Task to complete
Reproduce every line of the items below verbatim, keeping each one unchanged.

[Coordinate annotation items]
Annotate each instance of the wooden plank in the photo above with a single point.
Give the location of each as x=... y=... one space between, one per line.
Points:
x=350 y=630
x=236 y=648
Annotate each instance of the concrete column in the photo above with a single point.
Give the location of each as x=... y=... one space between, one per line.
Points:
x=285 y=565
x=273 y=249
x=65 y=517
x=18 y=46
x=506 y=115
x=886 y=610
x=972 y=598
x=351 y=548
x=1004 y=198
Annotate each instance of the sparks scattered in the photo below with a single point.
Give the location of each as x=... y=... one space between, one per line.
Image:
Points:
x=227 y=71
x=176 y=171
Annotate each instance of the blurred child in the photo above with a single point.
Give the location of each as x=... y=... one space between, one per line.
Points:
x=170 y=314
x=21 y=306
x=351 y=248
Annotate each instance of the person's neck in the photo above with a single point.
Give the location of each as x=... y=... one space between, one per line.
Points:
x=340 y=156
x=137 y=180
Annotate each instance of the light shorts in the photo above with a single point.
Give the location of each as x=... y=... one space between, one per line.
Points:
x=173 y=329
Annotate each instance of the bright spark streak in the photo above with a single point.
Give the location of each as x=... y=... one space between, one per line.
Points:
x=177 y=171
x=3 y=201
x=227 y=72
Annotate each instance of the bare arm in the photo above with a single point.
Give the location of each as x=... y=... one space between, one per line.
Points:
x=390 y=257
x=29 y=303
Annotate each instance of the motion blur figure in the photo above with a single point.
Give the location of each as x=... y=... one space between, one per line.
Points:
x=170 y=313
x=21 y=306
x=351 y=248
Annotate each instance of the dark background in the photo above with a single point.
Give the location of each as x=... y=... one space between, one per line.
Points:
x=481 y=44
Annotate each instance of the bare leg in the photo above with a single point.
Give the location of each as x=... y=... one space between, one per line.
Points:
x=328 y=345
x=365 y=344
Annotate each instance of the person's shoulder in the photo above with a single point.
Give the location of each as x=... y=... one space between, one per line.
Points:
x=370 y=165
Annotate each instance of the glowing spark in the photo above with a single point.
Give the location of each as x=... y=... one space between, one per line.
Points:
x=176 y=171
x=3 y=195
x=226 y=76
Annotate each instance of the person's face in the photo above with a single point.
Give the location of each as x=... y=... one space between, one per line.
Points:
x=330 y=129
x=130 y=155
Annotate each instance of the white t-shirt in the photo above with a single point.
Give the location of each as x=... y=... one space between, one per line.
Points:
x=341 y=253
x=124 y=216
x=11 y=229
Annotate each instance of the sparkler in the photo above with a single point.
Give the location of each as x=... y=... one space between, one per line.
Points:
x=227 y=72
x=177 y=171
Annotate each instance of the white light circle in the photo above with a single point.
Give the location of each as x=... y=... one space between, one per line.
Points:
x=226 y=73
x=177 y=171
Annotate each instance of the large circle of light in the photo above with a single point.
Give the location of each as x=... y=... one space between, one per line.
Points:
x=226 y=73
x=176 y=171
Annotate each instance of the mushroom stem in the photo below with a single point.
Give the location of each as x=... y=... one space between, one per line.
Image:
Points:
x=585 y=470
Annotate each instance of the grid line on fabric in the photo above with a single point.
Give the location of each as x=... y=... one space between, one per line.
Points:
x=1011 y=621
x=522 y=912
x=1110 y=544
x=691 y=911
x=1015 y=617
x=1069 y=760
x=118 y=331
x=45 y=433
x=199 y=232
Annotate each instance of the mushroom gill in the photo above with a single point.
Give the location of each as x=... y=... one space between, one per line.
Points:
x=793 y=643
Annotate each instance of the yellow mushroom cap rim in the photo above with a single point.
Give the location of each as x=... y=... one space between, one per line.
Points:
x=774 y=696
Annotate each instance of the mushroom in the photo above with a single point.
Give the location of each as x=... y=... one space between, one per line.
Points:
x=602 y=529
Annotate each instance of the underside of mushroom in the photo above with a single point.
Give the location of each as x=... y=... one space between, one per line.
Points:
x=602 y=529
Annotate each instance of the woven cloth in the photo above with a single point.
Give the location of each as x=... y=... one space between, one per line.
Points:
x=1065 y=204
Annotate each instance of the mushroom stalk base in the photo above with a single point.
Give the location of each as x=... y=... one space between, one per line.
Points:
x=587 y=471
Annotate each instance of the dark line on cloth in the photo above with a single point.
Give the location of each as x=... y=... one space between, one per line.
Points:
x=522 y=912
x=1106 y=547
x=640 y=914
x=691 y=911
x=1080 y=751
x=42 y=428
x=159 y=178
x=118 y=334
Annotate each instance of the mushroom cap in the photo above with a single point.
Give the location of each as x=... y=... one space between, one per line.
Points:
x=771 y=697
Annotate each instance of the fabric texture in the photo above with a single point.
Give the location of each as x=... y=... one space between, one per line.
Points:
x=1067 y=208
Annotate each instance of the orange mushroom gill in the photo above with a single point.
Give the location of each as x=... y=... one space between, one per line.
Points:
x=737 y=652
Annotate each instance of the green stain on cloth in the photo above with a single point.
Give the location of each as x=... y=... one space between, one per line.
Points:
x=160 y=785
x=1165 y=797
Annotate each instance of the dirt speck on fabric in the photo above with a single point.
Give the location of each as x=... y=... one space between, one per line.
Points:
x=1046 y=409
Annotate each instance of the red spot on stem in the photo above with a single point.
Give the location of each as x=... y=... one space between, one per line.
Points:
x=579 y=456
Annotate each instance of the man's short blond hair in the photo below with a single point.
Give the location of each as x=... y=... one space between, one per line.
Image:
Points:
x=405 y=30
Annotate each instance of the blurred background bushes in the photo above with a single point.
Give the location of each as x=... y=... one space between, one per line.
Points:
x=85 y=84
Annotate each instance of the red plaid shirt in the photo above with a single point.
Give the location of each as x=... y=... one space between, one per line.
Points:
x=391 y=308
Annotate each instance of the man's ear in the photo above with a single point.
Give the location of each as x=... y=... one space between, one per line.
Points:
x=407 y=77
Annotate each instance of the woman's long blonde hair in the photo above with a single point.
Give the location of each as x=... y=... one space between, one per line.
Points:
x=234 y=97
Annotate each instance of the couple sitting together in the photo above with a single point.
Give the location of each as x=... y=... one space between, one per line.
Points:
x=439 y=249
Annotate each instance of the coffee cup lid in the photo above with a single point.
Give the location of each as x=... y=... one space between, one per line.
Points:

Full solution
Annotate each instance of the wooden plank in the photo above with a single point.
Give the location of each as x=... y=... one space between, one per line.
Points:
x=350 y=630
x=236 y=648
Annotate each instance of the concrete column in the photo above with a single point.
Give the location of each as x=... y=... one space between, one per line.
Points:
x=285 y=565
x=273 y=249
x=65 y=517
x=18 y=46
x=506 y=115
x=886 y=610
x=972 y=598
x=351 y=548
x=1004 y=198
Annotate each instance of the sparks scattered in the photo below with a single point.
Give the location of each as x=... y=... one space between, one per line.
Image:
Points:
x=227 y=71
x=176 y=171
Annotate each instance of the blurred child in the photo above with a single point.
Give the location of each as x=... y=... one space between, one per line.
Points:
x=170 y=314
x=21 y=306
x=351 y=248
Annotate each instance of the person's neck in the photo above with a single point.
Give the location of each as x=... y=... one space between, one per line.
Points:
x=340 y=156
x=137 y=180
Annotate each instance of the light shorts in the photo above with a single point.
Give the location of each as x=... y=... one space between, one per line.
Points:
x=173 y=329
Annotate each instance of the bright spark streak in the photo above with a single point.
Give the location of each as x=... y=... one space between, one per line.
Points:
x=177 y=171
x=3 y=201
x=227 y=72
Annotate each instance of the bare arm in the photo above with a single point.
Give the location of each as x=... y=... one space between, one per line.
Points:
x=390 y=257
x=29 y=303
Annotate each instance of the motion blur figure in the photo above with a single point.
Give the location of each as x=... y=... one space between, one per line.
Points:
x=170 y=313
x=21 y=306
x=351 y=248
Annotate each instance of the dark background in the photo above with a single point.
Give the location of each as x=... y=... one space between, one per line.
Points:
x=481 y=44
Annotate each instance of the bare leg in the photo above with a single point.
Give the location of each as x=... y=... one space between, one per line.
Points:
x=328 y=345
x=365 y=344
Annotate each instance of the person's shoulder in the photo above with a single point.
Give the location of each as x=... y=... one space between, one per line.
Points:
x=370 y=165
Annotate each instance of the glowing spark in the photo above with a single point.
Give the location of each as x=... y=... one space between, one per line.
Points:
x=176 y=171
x=3 y=195
x=226 y=76
Annotate each instance of the person's face in the photo above with a single point.
Give the location of each as x=... y=... one space between, one per line.
Points:
x=330 y=129
x=130 y=155
Annotate each instance of the white t-shirt in the photo above with a single point.
Give the location of each as x=... y=... one space between, one per line.
Points:
x=341 y=253
x=124 y=216
x=11 y=229
Annotate each instance of the sparkler in the photo above with a single point.
Give the location of each as x=... y=... one space between, one per line.
Points:
x=227 y=72
x=177 y=171
Annotate each instance of the white light circle in the photo above with a single point.
Give the location of each as x=... y=... one space between, one per line.
Points:
x=226 y=73
x=177 y=171
Annotate each instance of the large circle of light in the photo above with a single point.
Give the location of each as x=... y=... one space between, one per line.
Points:
x=226 y=73
x=176 y=171
Annotate each instance of the mushroom stem in the photo below with a single point.
Give the location of each as x=... y=... one space between, one per line.
Image:
Points:
x=585 y=470
Annotate each instance of the grid line on fabric in the photo above with a single point.
Give the location of each as x=... y=... one space between, one per line.
Points:
x=1011 y=621
x=522 y=912
x=1110 y=544
x=691 y=911
x=1015 y=617
x=1069 y=760
x=118 y=331
x=45 y=433
x=199 y=232
Annotate each instance of the mushroom gill in the photo above with a single point.
Give the location of each as x=... y=... one space between, one per line.
Points:
x=793 y=643
Annotate each instance of the yellow mushroom cap rim in the photo above with a single point.
Give the location of each as x=... y=... one space between, one per line.
Points:
x=774 y=696
Annotate each instance of the mushroom in the photo above with a single point.
Give the location of each as x=... y=... one space between, one per line.
Points:
x=602 y=529
Annotate each instance of the underside of mushroom in the photo above with a single point.
Give the location of each as x=... y=... one space between, one per line.
Points:
x=602 y=529
Annotate each instance of the woven cloth in the photo above with a single point.
Give the location of each as x=... y=... one space between, one per line.
Points:
x=1065 y=204
Annotate each instance of the mushroom stalk base in the photo above with a single point.
Give the location of each as x=... y=... one space between, one per line.
Points:
x=587 y=471
Annotate each instance of the dark line on cloth in the photo above with a single point.
Give the location of each as x=... y=... one space between, one per line.
Points:
x=522 y=912
x=1106 y=547
x=640 y=914
x=691 y=911
x=1080 y=751
x=42 y=428
x=159 y=178
x=118 y=334
Annotate each instance of the mushroom cap in the photo above with a single point.
Give the location of each as x=... y=... one space between, one per line.
Points:
x=771 y=697
Annotate each instance of the fabric texture in the photo above with a single point.
Give the location of each as x=... y=... one space between, one per line.
Points:
x=1067 y=208
Annotate each instance of the orange mushroom gill in the photo above with a single point.
Give the location of each as x=... y=... one space between, one per line.
Points:
x=737 y=652
Annotate each instance of the green stain on cloth in the photo above with a single point.
Give the location of each as x=... y=... one space between, one per line.
Points:
x=160 y=785
x=1165 y=797
Annotate each instance of the dirt speck on fabric in the photo above with a single point.
Give the location of each as x=... y=... one space between, one per line.
Points:
x=1046 y=409
Annotate each instance of the red spot on stem in the photo above with a single point.
Give the location of each as x=... y=... one space between, one per line.
Points:
x=579 y=456
Annotate each instance of the man's short blond hair in the photo below with a single point.
Give the location of each as x=... y=... one space between, one per line.
Image:
Points:
x=405 y=30
Annotate each instance of the blurred background bushes in the photo above with a single point.
Give the location of each as x=... y=... one space between, one per line.
Points:
x=85 y=84
Annotate each instance of the red plaid shirt in the photo above with a single point.
Give the location of each as x=... y=... one space between, one per line.
Points:
x=391 y=308
Annotate each instance of the man's ear in the photo above with a single point.
Give the location of each as x=... y=... one space between, one per line.
Points:
x=407 y=77
Annotate each instance of the woman's long blonde hair in the photo above with a single point.
Give the location of each as x=... y=... one space between, one per line.
Points:
x=234 y=97
Annotate each instance of the couple sitting together in the photo above with a single point.
Give the location of each as x=... y=... one space between, one per line.
Points:
x=439 y=249
Annotate each instance of the coffee cup lid in the photo above with a single point.
Give the location of each as x=... y=... one space between, one per line.
Points:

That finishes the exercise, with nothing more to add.